**Work to do**
Reproduce the records that follow in full, excluding any picture they contain.

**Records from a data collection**
___

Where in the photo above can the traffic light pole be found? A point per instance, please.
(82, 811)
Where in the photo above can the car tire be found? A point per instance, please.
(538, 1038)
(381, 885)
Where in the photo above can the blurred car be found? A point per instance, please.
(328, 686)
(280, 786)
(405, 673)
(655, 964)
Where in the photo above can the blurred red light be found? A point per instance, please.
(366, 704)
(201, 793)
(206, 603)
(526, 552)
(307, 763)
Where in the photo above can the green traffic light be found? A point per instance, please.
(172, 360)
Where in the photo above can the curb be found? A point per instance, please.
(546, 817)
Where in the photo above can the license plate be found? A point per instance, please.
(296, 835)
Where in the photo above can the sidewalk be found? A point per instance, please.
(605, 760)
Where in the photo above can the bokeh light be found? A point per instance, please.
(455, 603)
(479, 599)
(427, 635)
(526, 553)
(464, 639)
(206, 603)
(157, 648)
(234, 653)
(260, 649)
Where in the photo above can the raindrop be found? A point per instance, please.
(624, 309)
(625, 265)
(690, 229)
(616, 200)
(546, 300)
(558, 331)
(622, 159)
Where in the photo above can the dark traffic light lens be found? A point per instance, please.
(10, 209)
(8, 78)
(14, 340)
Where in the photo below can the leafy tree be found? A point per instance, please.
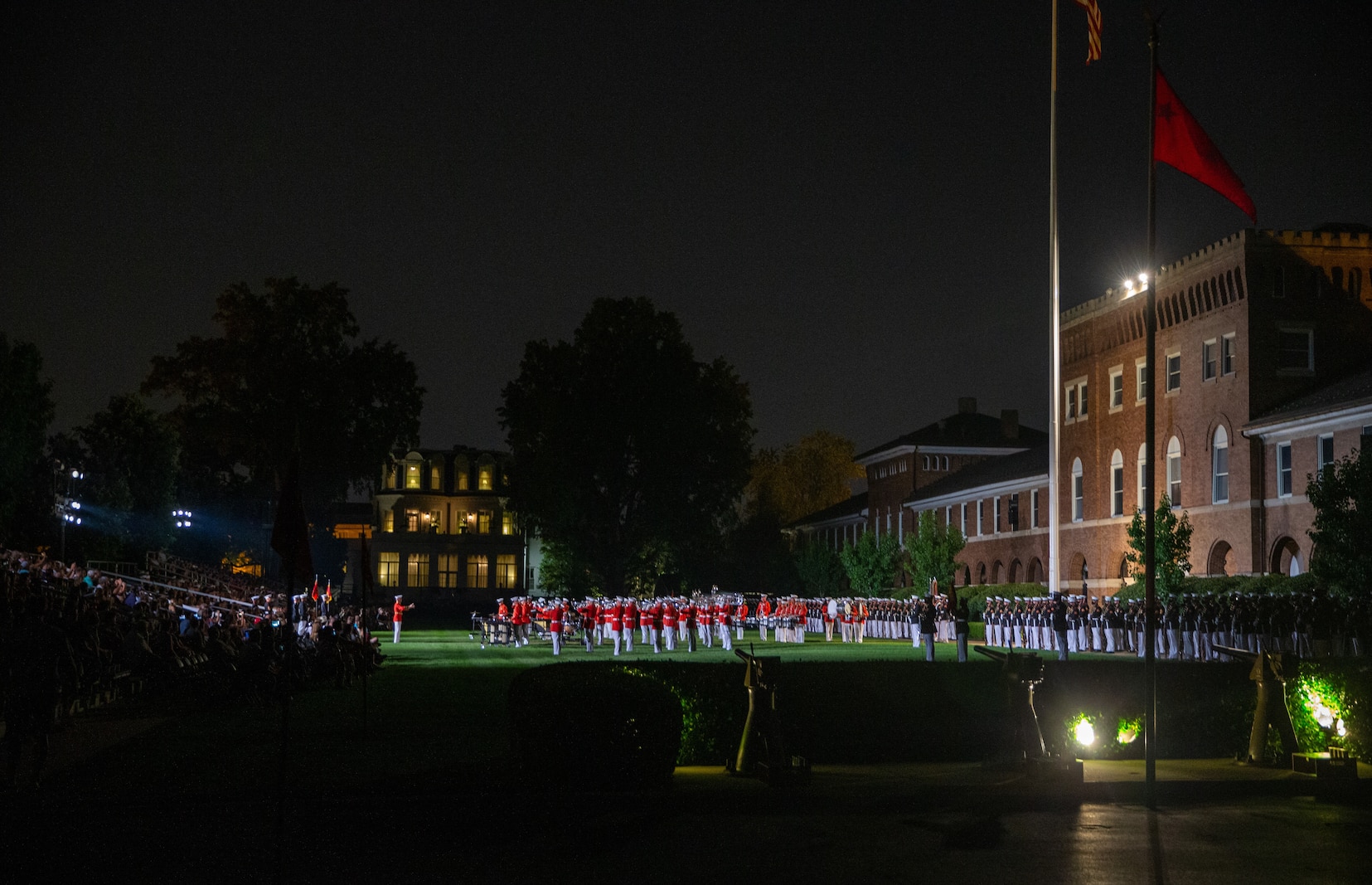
(803, 478)
(1342, 530)
(933, 552)
(287, 373)
(628, 452)
(821, 570)
(25, 413)
(129, 456)
(1172, 549)
(871, 564)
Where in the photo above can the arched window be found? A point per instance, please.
(1076, 492)
(1220, 467)
(1175, 472)
(1117, 484)
(1143, 469)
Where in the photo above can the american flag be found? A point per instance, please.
(1093, 29)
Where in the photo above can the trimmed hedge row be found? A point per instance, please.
(655, 712)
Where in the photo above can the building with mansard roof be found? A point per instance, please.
(1264, 373)
(441, 526)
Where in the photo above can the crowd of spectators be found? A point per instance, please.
(71, 639)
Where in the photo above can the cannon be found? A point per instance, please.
(1022, 673)
(764, 725)
(1273, 710)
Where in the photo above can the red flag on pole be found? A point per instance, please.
(1093, 29)
(1181, 143)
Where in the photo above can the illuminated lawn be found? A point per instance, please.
(435, 717)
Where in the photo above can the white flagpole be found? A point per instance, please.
(1055, 358)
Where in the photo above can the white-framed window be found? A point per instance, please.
(478, 570)
(448, 570)
(389, 570)
(1220, 467)
(1173, 369)
(1143, 476)
(1079, 402)
(1175, 472)
(507, 576)
(1078, 489)
(1117, 484)
(1296, 350)
(1323, 452)
(416, 570)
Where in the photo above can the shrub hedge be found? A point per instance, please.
(653, 712)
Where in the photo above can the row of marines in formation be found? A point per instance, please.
(1189, 627)
(704, 619)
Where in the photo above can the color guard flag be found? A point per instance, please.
(1093, 29)
(1181, 142)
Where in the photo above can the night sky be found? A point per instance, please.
(846, 201)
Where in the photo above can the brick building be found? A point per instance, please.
(1263, 352)
(441, 526)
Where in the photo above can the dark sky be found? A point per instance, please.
(846, 201)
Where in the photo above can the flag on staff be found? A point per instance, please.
(1093, 29)
(1181, 143)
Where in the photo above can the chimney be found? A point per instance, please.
(1010, 423)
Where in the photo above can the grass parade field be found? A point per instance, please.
(427, 790)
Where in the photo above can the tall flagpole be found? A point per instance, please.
(1054, 387)
(1150, 547)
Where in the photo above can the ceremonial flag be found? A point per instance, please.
(1181, 143)
(1093, 29)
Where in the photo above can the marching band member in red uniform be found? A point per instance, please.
(670, 625)
(555, 626)
(397, 615)
(615, 618)
(630, 623)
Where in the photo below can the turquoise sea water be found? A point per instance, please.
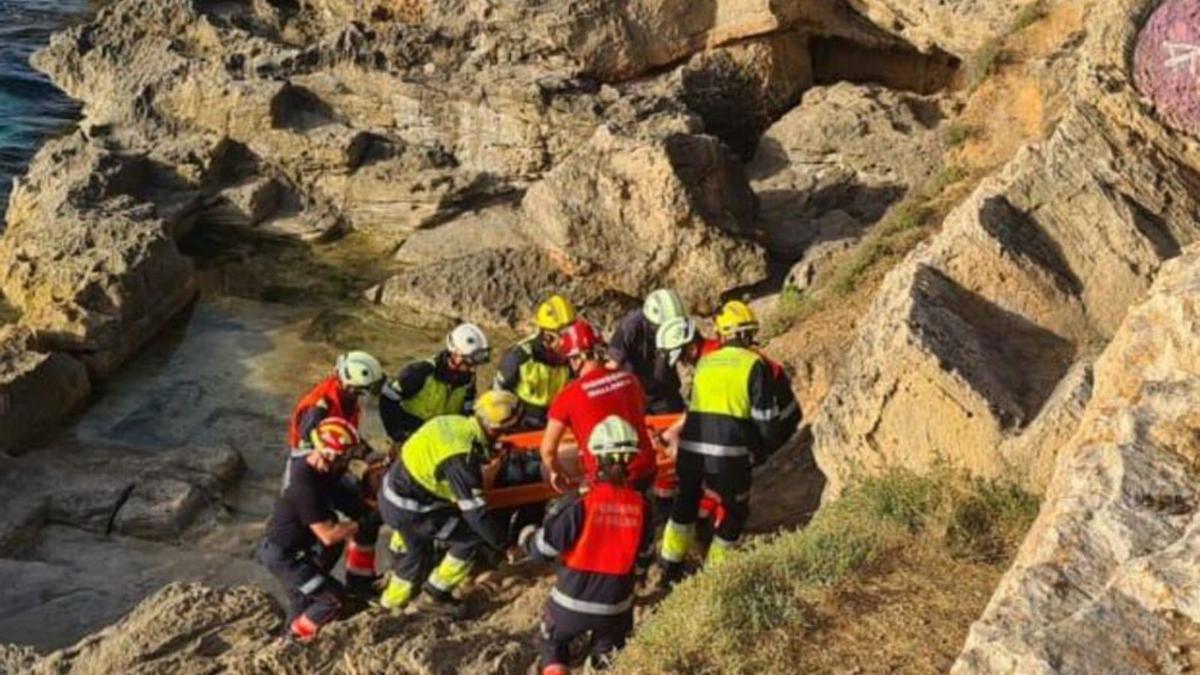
(30, 107)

___

**Result**
Where in the photo above can the traffic light pole be found? A point per instance, please.
(82, 811)
Where in the photo above can the car tire be found? A point per instance, please.
(538, 1038)
(381, 885)
Where in the photo above can the blurred car be found? A point per instance, please.
(328, 686)
(280, 786)
(405, 673)
(655, 964)
Where in the photo above can the blurred red light be found? A point per instance, please.
(366, 704)
(201, 793)
(206, 603)
(526, 552)
(307, 763)
Where in the photo above can the green traffic light be found? A point per instance, please.
(172, 360)
Where in the photo above can the curb be found? A point per instance, please.
(546, 817)
Where in the photo above can the license plate be found? A point per instance, please.
(296, 835)
Where in the photo above can the sidewalk be found? A point per instance, please.
(605, 760)
Where in the photo above can the bokeh light be found? A point per instance, please.
(455, 603)
(479, 599)
(427, 635)
(526, 553)
(464, 639)
(206, 603)
(157, 648)
(234, 653)
(260, 649)
Where in the photo above can the raindrop be found? A point per instance, please.
(624, 309)
(625, 265)
(690, 229)
(616, 200)
(546, 300)
(558, 331)
(622, 159)
Where in the photo above can the dark traffic light lens be found? A point per instance, please.
(10, 209)
(8, 78)
(14, 340)
Where in the photo below can the leafy tree be found? A point per instance, please.
(803, 478)
(1342, 530)
(933, 552)
(287, 373)
(628, 452)
(821, 570)
(25, 413)
(129, 456)
(1172, 549)
(871, 564)
Where in the photo above can the arched window be found? A point per instance, please.
(1076, 492)
(1220, 467)
(1175, 472)
(1117, 484)
(1143, 469)
Where in the photo above can the american flag be found? A point per instance, please.
(1093, 29)
Where in the photo above can the trimmed hedge row be found? A point per instance, please.
(655, 712)
Where in the photo above can the building with mansard roof be found? A point per instance, please.
(1264, 373)
(441, 526)
Where in the photo above can the crowd of spectators be found? A point per instance, please.
(71, 639)
Where in the photo above can the cannon be found? A point per instance, please.
(1022, 673)
(764, 725)
(1273, 710)
Where in the photo above can the red flag on pole be found? A point per instance, please.
(1093, 29)
(1181, 143)
Where in the photo above can the illuminated lawn be found? A point per instance, please.
(435, 717)
Where in the photo above can the white flagpole be found? A point per instance, please.
(1055, 358)
Where in the photo above can the white-framed window be found? A point per instance, please.
(478, 570)
(448, 570)
(389, 570)
(1220, 467)
(1173, 369)
(1143, 476)
(1079, 402)
(1175, 472)
(507, 576)
(1078, 489)
(1117, 484)
(1296, 350)
(1323, 452)
(416, 570)
Where in the photo above can the shrub hedge be found? A point per instance, please.
(653, 712)
Where in the photo above can the row of marines in formation be found? A point per instance, please.
(1189, 627)
(704, 619)
Where in the photo above can the color guard flag be found? A point per instance, please.
(1093, 29)
(1181, 142)
Where in the photo above can the night sky be found? A point per instance, please.
(846, 201)
Where in the photo above can the brick building be found? A point per instance, please.
(1263, 352)
(441, 526)
Where in the photo above can the dark sky be found? A point per instance, please.
(846, 201)
Where in the photo above can the flag on staff be found? A point per instance, please.
(1093, 29)
(1181, 143)
Where in the photo above can the chimney be found? A point per instance, please.
(1010, 423)
Where in the photo above can the grass parade field be found? A point per instance, please.
(427, 790)
Where in the photo above can the tall flagpole be found? A point per instance, please.
(1054, 387)
(1150, 547)
Where in the photo above can the ceremonial flag be found? A point per instance, please.
(1181, 143)
(1093, 29)
Where in the photo above can the marching band member in red uniform be found? A point per instance, please.
(670, 625)
(555, 626)
(397, 615)
(615, 618)
(630, 623)
Where in the photo below can the turquoise sea water be found? A point per instance, please.
(30, 107)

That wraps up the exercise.